Please set down exactly the lines of the listing below from the line containing "Category: bracelet" through the line containing "Category: light blue collared shirt", both lines included, leaving out all other lines.
(INPUT FOR THIS TASK begins)
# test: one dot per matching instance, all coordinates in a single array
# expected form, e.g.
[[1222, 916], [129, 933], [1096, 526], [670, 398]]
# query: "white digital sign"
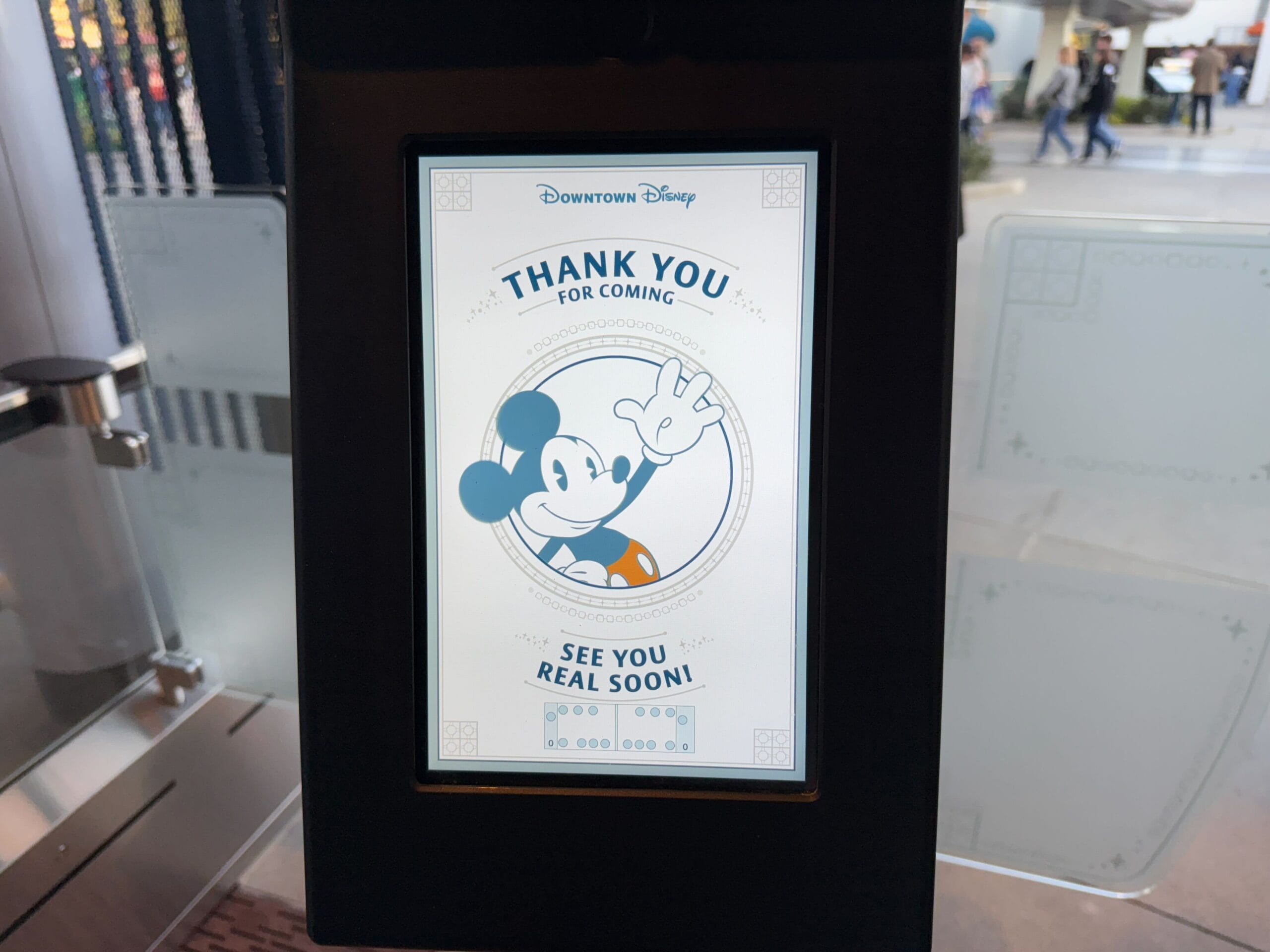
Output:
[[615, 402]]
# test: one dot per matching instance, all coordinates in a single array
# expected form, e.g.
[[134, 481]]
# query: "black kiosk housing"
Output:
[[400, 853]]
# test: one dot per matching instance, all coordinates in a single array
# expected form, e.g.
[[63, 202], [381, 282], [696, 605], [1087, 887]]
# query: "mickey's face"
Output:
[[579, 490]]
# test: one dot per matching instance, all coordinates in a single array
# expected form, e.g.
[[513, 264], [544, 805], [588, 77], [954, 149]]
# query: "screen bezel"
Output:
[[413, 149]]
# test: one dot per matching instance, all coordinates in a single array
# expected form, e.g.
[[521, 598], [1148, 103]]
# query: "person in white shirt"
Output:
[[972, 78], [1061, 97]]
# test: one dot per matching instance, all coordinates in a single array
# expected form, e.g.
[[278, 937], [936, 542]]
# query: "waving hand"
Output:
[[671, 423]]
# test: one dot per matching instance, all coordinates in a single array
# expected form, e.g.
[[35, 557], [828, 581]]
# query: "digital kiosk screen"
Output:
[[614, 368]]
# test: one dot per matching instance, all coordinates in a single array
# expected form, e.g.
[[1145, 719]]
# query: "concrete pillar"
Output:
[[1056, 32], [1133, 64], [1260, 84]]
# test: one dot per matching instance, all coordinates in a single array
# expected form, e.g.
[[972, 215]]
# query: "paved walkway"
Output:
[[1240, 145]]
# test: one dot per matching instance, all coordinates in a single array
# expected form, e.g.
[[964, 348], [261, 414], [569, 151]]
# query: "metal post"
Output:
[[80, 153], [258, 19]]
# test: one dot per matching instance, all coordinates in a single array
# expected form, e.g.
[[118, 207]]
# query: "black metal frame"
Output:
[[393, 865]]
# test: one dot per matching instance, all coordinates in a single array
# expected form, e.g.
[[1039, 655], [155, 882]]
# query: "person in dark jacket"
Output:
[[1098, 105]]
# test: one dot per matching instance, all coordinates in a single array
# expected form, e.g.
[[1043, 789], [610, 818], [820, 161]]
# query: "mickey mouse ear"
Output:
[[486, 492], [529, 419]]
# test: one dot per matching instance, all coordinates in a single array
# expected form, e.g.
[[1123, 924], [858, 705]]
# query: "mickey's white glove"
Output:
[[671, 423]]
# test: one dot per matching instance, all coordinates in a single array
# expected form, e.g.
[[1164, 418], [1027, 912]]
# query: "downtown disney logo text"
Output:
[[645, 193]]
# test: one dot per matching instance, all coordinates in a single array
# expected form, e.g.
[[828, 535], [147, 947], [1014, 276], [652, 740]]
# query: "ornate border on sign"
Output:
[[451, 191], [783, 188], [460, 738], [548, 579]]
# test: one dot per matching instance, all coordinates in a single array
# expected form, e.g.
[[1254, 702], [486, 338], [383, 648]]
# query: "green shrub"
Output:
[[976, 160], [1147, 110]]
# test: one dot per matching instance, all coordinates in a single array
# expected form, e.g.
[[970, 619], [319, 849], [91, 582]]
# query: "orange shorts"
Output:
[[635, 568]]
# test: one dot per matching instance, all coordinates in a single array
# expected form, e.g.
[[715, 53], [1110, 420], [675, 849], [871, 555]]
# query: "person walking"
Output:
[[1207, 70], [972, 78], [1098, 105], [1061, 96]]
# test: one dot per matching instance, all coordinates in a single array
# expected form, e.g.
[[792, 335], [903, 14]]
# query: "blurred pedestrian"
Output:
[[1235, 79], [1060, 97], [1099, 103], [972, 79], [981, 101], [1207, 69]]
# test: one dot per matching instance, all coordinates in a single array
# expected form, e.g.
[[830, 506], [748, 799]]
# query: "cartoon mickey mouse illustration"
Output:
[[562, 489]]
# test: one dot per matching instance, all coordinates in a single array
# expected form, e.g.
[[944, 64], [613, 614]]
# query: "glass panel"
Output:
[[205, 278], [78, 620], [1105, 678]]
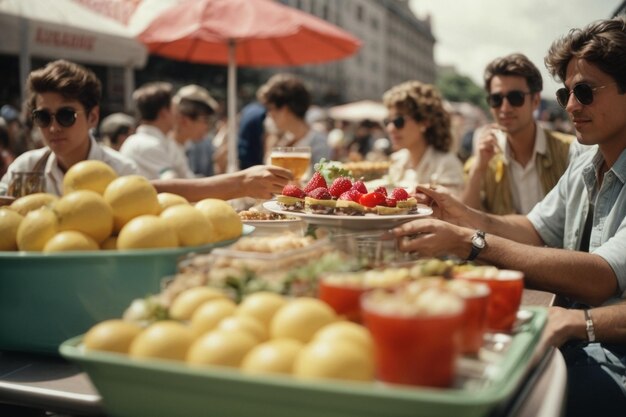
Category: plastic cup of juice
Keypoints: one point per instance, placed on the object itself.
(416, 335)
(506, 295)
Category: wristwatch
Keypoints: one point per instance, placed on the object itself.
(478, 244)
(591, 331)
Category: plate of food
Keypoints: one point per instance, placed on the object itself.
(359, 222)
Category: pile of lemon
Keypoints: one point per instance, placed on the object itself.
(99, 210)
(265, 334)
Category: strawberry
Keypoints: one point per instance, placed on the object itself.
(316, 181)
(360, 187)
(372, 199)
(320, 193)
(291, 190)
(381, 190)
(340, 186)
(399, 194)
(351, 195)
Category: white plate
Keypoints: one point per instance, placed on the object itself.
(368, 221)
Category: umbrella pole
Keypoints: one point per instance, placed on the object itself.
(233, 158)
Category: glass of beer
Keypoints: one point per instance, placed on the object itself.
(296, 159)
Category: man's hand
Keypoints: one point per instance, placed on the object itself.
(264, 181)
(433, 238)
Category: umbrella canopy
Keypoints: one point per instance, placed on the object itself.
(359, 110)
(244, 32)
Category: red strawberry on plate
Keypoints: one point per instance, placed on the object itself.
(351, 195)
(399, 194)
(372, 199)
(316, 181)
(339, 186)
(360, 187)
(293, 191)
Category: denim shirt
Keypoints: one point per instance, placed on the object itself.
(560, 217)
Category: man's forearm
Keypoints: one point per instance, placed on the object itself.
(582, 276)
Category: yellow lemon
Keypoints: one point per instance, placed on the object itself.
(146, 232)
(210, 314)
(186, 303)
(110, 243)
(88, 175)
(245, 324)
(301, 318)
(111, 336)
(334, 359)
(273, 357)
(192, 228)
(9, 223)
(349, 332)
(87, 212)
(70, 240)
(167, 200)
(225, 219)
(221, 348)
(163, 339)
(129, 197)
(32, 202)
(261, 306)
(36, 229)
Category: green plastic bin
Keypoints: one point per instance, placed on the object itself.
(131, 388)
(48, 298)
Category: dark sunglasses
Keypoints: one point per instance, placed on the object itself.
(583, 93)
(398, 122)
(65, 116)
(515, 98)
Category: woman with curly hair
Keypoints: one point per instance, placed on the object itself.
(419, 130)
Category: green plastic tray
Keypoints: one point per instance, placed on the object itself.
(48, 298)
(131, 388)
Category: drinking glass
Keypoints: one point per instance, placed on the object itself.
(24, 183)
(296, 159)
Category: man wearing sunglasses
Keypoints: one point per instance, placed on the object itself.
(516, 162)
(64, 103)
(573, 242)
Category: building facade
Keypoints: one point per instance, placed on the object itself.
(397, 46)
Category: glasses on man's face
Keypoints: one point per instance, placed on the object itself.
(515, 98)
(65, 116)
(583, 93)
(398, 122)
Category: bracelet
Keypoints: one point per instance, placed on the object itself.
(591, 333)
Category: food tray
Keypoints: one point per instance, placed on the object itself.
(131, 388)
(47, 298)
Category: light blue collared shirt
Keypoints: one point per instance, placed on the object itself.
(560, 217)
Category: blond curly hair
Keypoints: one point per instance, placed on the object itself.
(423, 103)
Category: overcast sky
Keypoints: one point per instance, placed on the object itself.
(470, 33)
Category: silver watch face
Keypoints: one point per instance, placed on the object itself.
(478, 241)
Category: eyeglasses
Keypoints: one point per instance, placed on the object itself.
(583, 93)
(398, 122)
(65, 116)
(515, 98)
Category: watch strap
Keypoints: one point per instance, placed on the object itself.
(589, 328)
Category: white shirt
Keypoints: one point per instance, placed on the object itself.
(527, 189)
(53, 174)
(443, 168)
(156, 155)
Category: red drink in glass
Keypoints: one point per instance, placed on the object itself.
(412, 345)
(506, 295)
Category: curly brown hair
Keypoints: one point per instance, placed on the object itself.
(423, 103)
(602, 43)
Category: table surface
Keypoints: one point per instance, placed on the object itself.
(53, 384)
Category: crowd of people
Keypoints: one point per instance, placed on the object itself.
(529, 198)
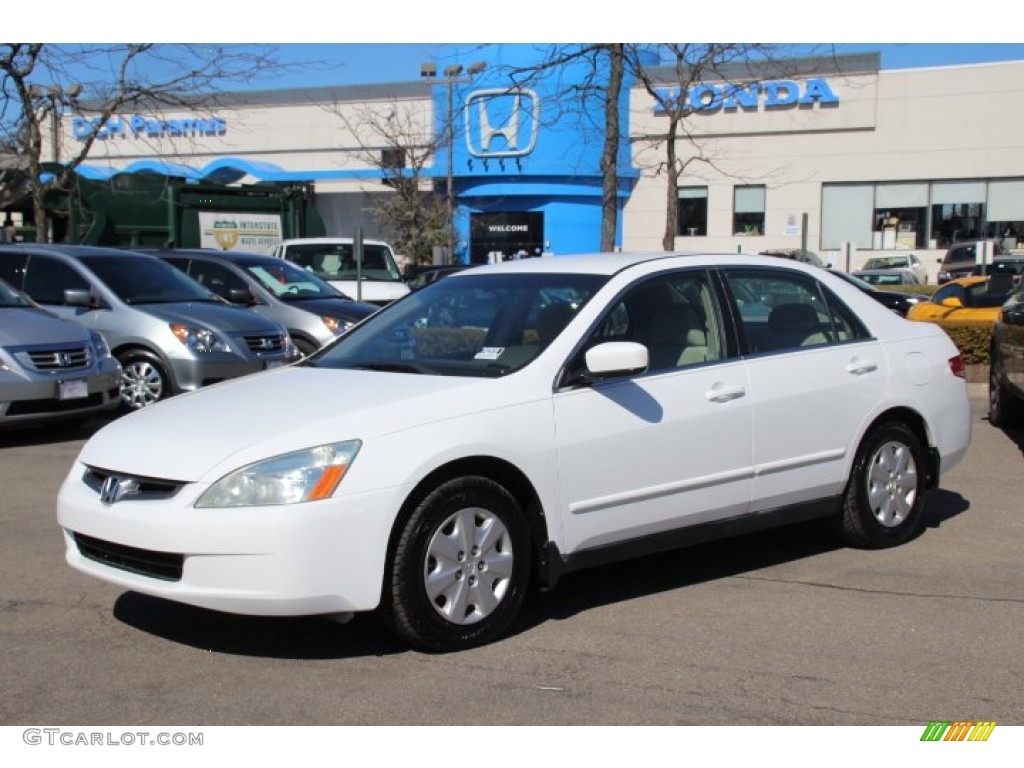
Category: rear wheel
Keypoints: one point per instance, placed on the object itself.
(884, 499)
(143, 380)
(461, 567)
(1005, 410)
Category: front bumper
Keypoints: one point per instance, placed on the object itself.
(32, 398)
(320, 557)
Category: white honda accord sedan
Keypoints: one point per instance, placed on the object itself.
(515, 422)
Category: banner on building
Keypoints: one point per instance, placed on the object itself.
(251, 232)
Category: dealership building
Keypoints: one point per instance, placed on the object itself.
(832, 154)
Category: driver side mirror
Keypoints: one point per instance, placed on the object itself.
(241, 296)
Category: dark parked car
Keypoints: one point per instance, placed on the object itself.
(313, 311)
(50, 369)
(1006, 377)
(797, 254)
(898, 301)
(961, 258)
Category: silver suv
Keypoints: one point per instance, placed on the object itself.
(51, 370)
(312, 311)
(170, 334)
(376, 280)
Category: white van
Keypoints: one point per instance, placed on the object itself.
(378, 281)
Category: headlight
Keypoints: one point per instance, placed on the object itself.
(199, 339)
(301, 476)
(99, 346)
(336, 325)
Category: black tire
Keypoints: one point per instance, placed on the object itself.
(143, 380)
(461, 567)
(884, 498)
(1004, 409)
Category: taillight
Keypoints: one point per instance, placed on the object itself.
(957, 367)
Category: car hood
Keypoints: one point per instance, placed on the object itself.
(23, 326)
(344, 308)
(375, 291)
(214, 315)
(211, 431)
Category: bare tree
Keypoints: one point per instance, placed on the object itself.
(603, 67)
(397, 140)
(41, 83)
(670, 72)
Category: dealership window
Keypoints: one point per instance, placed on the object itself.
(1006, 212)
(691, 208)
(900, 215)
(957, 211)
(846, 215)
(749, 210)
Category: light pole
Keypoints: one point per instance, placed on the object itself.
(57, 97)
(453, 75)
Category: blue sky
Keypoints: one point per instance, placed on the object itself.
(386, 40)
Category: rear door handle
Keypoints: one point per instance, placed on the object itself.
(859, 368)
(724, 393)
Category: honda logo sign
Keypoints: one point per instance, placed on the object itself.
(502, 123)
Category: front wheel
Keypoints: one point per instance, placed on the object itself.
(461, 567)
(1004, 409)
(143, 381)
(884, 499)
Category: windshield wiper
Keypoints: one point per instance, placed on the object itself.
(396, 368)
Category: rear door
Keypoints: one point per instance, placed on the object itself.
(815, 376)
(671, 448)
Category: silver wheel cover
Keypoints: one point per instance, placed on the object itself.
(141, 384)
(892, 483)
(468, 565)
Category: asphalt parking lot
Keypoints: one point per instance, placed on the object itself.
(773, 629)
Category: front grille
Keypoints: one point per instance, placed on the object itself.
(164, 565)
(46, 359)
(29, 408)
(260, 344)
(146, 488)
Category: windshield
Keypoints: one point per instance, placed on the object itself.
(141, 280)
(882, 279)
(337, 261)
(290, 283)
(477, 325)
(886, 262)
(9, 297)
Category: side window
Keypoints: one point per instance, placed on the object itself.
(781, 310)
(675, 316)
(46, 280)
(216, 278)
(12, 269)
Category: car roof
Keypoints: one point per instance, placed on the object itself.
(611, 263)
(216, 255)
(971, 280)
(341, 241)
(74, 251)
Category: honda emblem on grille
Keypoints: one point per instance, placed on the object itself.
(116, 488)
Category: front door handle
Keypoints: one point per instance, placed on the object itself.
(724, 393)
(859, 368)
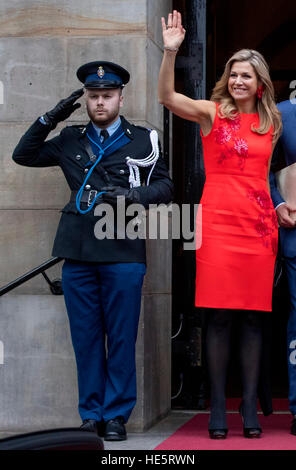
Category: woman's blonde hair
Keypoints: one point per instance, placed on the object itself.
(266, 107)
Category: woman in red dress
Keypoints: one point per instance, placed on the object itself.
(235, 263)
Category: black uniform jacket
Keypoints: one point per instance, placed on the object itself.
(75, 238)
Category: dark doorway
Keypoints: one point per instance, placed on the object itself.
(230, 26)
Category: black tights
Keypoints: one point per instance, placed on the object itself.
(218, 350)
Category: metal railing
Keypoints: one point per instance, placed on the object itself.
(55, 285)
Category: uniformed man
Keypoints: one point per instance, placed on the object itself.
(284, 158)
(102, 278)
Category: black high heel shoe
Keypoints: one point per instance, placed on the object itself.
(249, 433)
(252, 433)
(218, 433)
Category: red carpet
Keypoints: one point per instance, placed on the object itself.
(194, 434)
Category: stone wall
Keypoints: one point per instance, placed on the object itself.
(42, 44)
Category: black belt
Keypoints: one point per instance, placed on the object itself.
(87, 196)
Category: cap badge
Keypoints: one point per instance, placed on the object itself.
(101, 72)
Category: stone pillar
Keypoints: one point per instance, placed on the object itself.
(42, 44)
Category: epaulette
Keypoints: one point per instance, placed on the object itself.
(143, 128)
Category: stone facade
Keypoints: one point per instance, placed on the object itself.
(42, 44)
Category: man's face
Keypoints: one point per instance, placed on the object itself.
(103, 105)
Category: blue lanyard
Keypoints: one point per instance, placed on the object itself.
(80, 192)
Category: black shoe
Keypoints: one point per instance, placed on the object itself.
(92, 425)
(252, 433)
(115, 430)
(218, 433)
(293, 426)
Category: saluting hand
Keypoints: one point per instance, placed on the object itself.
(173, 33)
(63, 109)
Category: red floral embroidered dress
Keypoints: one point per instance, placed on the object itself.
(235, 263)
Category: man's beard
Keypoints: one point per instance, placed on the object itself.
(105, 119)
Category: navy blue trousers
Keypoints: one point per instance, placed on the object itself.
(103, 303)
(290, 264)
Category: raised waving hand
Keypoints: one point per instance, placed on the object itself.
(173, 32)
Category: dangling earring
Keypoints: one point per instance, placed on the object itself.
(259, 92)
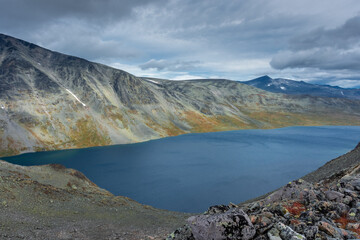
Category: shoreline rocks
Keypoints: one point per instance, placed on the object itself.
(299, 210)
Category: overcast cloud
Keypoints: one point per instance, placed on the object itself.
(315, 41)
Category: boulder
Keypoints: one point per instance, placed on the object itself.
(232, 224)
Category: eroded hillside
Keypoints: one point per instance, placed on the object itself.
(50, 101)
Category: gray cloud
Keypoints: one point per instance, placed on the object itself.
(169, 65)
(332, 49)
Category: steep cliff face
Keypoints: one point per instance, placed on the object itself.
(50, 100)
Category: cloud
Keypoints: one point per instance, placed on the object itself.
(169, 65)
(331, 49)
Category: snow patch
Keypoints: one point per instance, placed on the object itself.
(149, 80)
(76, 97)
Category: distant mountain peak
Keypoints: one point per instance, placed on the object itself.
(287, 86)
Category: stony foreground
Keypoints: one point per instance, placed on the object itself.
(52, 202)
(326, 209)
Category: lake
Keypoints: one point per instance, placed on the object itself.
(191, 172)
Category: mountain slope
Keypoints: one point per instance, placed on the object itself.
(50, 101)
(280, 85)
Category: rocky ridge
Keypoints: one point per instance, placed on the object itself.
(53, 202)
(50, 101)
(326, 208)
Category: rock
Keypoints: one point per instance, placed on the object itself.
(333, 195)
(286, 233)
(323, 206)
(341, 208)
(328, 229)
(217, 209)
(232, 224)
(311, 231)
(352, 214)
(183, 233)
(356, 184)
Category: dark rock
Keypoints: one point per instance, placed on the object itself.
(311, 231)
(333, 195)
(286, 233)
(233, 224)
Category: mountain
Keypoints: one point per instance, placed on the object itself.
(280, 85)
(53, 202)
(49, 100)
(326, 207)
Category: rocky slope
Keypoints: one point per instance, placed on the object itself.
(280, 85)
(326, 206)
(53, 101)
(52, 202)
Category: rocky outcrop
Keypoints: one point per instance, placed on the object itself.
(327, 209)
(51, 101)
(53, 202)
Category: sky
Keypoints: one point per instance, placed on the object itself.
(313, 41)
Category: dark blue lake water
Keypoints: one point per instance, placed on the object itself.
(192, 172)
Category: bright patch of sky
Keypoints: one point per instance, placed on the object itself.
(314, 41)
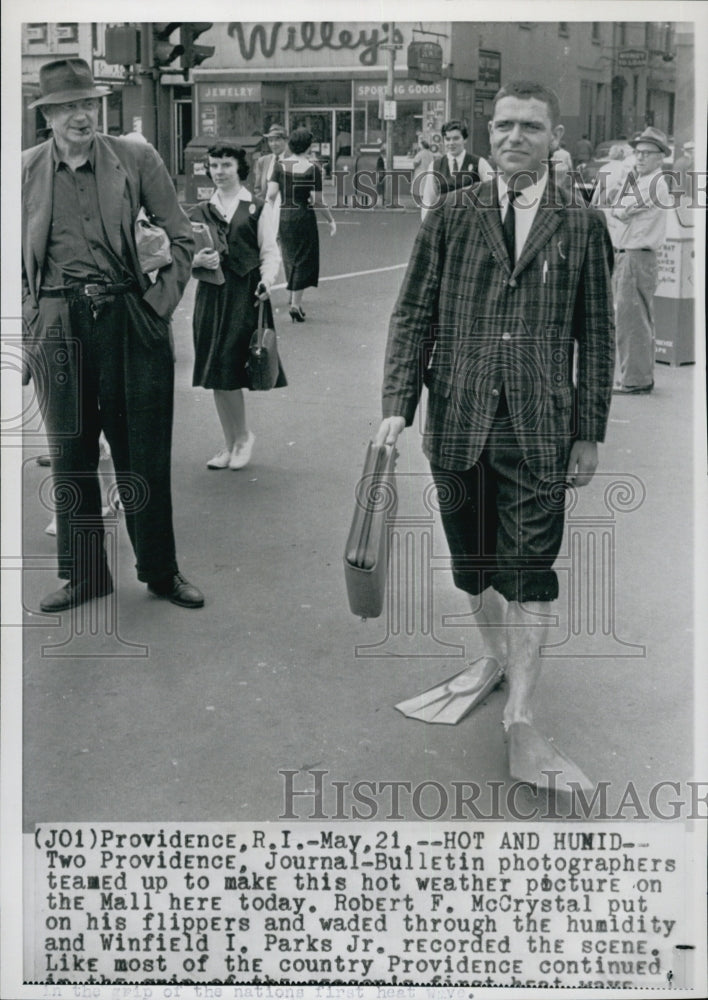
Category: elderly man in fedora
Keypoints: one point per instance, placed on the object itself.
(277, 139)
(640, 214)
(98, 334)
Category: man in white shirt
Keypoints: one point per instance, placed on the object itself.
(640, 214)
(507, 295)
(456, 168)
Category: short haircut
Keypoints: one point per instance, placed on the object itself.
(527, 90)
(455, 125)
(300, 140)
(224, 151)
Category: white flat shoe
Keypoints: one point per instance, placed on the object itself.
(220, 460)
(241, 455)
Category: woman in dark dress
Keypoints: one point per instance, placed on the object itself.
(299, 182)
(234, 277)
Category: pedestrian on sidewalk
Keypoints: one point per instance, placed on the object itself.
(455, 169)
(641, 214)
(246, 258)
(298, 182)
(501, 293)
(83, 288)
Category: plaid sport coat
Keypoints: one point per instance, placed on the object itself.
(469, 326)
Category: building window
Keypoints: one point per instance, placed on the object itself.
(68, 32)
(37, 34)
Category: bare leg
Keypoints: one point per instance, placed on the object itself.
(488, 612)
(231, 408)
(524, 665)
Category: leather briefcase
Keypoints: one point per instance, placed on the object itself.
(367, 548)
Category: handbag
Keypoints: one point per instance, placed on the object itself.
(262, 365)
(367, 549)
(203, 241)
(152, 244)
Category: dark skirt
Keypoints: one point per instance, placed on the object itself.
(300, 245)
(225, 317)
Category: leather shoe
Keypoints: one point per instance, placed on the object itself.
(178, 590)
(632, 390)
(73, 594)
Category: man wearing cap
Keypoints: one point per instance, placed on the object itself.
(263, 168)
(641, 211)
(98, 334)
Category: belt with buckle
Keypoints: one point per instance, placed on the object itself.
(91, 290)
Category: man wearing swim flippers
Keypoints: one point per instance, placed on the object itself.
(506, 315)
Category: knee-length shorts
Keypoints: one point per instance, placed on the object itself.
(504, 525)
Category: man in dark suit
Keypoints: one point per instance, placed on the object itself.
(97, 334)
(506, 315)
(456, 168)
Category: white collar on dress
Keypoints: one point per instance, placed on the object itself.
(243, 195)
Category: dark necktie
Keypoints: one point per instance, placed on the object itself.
(INPUT FOR THIS TASK ends)
**WRITTEN ANSWER:**
Category: bracelet
Keypoints: one point per instance, placed on the object itself.
(591, 333)
Category: food tray
Keypoints: one point per instance, placed on the object itself.
(131, 388)
(47, 298)
Category: light blue collared shirt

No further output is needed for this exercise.